Collected data:
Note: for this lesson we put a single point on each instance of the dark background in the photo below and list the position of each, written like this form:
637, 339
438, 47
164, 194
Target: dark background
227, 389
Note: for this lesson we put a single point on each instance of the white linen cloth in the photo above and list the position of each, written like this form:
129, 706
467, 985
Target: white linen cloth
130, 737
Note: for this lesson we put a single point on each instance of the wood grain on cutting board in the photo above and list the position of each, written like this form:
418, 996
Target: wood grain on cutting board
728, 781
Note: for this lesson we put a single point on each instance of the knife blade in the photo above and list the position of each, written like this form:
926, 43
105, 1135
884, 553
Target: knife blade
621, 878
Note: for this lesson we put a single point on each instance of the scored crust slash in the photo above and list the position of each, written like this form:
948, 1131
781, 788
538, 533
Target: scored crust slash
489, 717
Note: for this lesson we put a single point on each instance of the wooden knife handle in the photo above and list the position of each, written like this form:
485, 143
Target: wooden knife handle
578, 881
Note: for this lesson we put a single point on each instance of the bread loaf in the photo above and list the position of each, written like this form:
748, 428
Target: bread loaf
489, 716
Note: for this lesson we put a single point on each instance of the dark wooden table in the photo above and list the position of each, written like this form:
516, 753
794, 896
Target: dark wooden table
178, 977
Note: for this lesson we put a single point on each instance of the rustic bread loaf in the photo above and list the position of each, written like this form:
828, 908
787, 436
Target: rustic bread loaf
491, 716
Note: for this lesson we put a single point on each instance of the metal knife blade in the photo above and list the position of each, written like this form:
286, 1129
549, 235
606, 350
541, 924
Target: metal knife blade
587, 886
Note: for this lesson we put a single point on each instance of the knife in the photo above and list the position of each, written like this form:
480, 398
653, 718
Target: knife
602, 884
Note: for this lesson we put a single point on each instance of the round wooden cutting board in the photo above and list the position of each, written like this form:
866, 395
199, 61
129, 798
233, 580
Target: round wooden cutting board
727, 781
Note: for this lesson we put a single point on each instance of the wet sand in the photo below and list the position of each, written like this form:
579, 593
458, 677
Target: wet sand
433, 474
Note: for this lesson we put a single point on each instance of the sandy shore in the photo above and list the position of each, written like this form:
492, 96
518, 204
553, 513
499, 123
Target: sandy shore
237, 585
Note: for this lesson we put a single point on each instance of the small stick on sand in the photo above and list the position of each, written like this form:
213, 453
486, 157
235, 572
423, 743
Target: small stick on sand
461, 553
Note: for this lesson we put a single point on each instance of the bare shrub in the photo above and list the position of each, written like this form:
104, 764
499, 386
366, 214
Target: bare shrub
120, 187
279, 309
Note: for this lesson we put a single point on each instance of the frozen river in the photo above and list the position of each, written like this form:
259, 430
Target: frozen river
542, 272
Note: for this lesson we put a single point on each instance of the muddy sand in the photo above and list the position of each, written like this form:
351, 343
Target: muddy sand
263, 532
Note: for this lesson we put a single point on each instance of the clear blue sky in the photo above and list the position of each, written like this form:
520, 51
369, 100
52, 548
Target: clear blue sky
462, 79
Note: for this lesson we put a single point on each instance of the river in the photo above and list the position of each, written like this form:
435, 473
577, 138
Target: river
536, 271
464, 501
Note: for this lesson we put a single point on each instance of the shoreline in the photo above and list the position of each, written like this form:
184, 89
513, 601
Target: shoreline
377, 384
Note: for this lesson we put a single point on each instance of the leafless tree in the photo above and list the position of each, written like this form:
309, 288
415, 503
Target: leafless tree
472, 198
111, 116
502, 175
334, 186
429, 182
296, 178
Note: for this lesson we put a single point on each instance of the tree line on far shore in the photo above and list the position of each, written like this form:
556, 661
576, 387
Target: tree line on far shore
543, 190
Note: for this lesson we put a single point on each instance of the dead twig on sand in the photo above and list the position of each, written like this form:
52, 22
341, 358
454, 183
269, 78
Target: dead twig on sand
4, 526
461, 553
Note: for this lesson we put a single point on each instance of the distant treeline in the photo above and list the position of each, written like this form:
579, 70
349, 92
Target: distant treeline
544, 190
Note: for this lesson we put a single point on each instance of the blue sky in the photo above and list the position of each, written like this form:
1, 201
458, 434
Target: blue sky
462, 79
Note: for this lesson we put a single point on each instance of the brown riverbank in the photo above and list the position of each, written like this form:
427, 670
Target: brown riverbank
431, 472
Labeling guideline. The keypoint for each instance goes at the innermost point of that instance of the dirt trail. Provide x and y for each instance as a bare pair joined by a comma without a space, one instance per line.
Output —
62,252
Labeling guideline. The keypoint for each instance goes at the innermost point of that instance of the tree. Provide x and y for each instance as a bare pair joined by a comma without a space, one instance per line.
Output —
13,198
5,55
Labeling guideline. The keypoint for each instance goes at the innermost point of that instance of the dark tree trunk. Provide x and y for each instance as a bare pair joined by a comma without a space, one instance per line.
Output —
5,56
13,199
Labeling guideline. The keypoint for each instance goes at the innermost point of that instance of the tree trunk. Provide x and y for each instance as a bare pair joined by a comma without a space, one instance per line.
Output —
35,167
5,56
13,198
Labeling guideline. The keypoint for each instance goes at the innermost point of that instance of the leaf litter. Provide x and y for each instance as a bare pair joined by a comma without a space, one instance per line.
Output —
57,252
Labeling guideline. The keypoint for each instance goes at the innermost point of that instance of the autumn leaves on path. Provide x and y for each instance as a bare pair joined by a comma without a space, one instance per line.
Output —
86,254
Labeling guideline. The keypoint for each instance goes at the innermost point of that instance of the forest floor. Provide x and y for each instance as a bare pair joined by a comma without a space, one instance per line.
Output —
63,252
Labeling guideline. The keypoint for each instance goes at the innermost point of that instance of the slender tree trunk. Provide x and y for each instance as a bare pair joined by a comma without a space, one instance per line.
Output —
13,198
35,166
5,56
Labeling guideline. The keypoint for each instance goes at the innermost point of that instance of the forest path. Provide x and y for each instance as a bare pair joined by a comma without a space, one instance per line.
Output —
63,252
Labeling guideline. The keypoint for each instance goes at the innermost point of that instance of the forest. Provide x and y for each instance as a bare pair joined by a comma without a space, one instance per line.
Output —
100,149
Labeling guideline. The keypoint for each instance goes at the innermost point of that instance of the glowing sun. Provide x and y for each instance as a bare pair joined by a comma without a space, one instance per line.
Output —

WHAT YOU NEED TO DO:
Transcribe all of the entries without altering anything.

REPLY:
Note: for this lesson we put a single point on each instance of the dark background in the photo below and list the position of each, written like this form:
637, 339
438, 47
164, 194
Target: dark background
227, 389
Note: for this lesson we put a single point on each instance of the white linen cloth in the photo above and list the position of each, written like this form:
129, 706
467, 985
Target: white linen cloth
130, 737
Note: for this lesson we put a single point on each instance of the wood grain on cutting board in the photo above and list the position of each, written like this form:
418, 996
Target: wood grain on cutting board
728, 781
Note: for this lesson we put a single point on each instance of the knife blade in the photo above and list the position of each, written like this form:
926, 43
105, 1135
884, 553
Target: knife blade
621, 878
Note: for this lesson we put a single point on each instance of the scored crust slash in the photo above and list the position of each, written like this form:
948, 1131
781, 788
538, 533
Target: scored crust slash
489, 717
Note: for this lesson we put a single point on each instance of the wooden knife handle in the photo above and list the position of each, written like this form:
485, 143
Target: wooden knife handle
578, 881
Note: for this lesson we put a single point on each instance of the bread loaf in the photo above and list the position of each, written like this form:
748, 428
Target: bread loaf
489, 716
Note: for this lesson we put a single point on each instance of the dark wooden table in the photo above and list the position of each, written like this form:
516, 753
794, 896
Target: dark wooden table
178, 977
Note: for this lesson we put a single point on each instance of the rustic bread loaf in the photo above and list the position of each, written like this form:
828, 908
787, 436
Target: rustic bread loaf
491, 716
Note: for this lesson we put a single point on each instance of the metal knife blade in the photo above and list the position of each, written like this form:
286, 1129
549, 235
606, 350
541, 924
Target: metal knife blade
587, 886
Note: for this lesson we put a single point on each instance of the knife in the photo above and list the position of each, written like this form:
480, 398
653, 718
Target: knife
602, 884
Note: for this lesson we put a single point on each instance of the round wooden cutting board in the photo above and list the position of each, written like this form:
866, 395
199, 61
129, 798
233, 580
Target: round wooden cutting board
727, 781
Note: for this lesson we put a single point on each instance of the wet sand in the photo below and list the position of each, written like this form:
579, 593
458, 677
Target: wet sand
433, 474
Note: for this lesson we put a single point on each instance of the sandy shore in the photo above and list the position of each, written like this form:
492, 96
518, 204
553, 513
499, 123
Target: sandy shore
237, 585
Note: for this lesson we put a single point on each instance of the small stick on sand in the photo above and list the position of each, written like this form:
213, 453
486, 157
235, 572
423, 743
Target: small stick on sand
461, 553
Note: for this lesson we put a single point on each instance of the bare shrub in the photo above and list the position of each, written like this form:
104, 764
499, 386
366, 214
Target: bare shrub
120, 187
279, 309
Note: for this lesson we put a single point on each instance of the frozen river in the photo above and list the position of each, written like this form:
259, 430
Target: frozen river
542, 272
Note: for this lesson we put a single point on each instance of the muddy sand in the photo above and list the position of each, written like this form:
351, 343
Target: muddy sand
263, 532
Note: for this lesson we put a single point on each instance of the clear blue sky in the photo above and list the position of each, written like this form:
520, 51
369, 100
52, 548
Target: clear blue sky
462, 79
Note: for this lesson we put a single point on each instance of the river in the photo above and list the position of each, written like this form:
435, 473
577, 138
Target: river
536, 271
464, 501
Note: for this lesson we put a single point on each instance of the shoreline in the photo above and list the position of each, written like this form:
184, 89
513, 601
Target: shoreline
377, 384
Note: for this lesson we put a single point on each instance of the leafless tree in the photo above and list the position of each, written like this form:
309, 288
415, 503
Target: leafless tree
472, 198
111, 116
502, 175
334, 186
429, 182
296, 178
Note: for this lesson we put a single point on each instance of the tree line on far shore in the photo above and list the position of each, written like this form:
556, 661
576, 387
Target: tree line on far shore
543, 190
Note: for this lesson we put a single point on each instance of the dead twig on sand in the photo above and list the position of each, written like this form:
52, 22
341, 358
454, 183
269, 78
Target: dead twig on sand
4, 526
461, 553
Note: for this lesson we put a single point on each instance of the distant treeline in the photo above and list the position of each, written like this form:
579, 70
349, 92
Target: distant treeline
544, 190
Note: for this lesson we put a single point on each instance of the blue sky in the photo above and list the position of each, written like this form:
1, 201
458, 434
Target: blue sky
462, 79
Note: for this lesson we put a single point on each instance of the brown riverbank in the photo above and list the position of each, written like this form:
427, 670
Target: brown riverbank
431, 472
Labeling guideline. The keypoint for each instance goes at the innermost point of that instance of the dirt trail. Provide x and y for each instance as a bare pair joined by a comma without a space, one instance per line.
Output —
62,252
Labeling guideline. The keypoint for each instance goes at the innermost point of that instance of the tree. Provide x and y for each instance as a bare pair joined by a comma without a space, one instance per line.
Output —
13,198
5,55
Labeling guideline. The keypoint for each instance goes at the innermost point of that instance of the dark tree trunk. Provide x and y for each instance as a bare pair joined by a comma without a space, one instance per line.
Output —
5,56
13,199
Labeling guideline. The keypoint for each instance goes at the innermost point of that instance of the tree trunk. Provide x and y for each instance as a bare pair joined by a comma without a space, one instance per line.
Output —
35,167
5,56
13,198
Labeling guideline. The keypoint for each instance goes at the innermost point of that instance of the leaf litter. Provide x and y for each instance as a bare pair joined by a comma without a space, one instance per line.
Output —
57,252
Labeling guideline. The keypoint for each instance goes at the innermost point of that instance of the autumn leaves on path. Provide x and y for each instance as a bare pair joined by a comma without a space, one instance per line.
Output —
86,254
Labeling guideline. The keypoint for each instance goes at the innermost point of that instance of the forest floor. Provide x and y for each instance as a bare pair joined by a comma without a space, one instance per line.
Output —
63,252
Labeling guideline. The keypoint for each instance goes at the innermost point of that instance of the slender tree trunk. Provide x and y for each instance as a bare pair joined by a comma without a space, one instance per line.
Output —
13,198
35,166
5,56
Labeling guideline. The keypoint for each instance goes at the innermost point of that instance of the forest path. Provide x and y for each instance as a bare pair joined by a comma without a space, one instance per line.
Output —
63,252
Labeling guideline. The keypoint for each instance goes at the innermost point of that instance of the forest. Provide x and y for each instance as a bare pair joined by a comma without a space, one instance per line.
Output —
100,149
Labeling guideline. The keypoint for each instance goes at the innermost point of that instance of the glowing sun. Provide x and y for each instance as a bare pair joined by a comma without a space, one instance per line.
Output —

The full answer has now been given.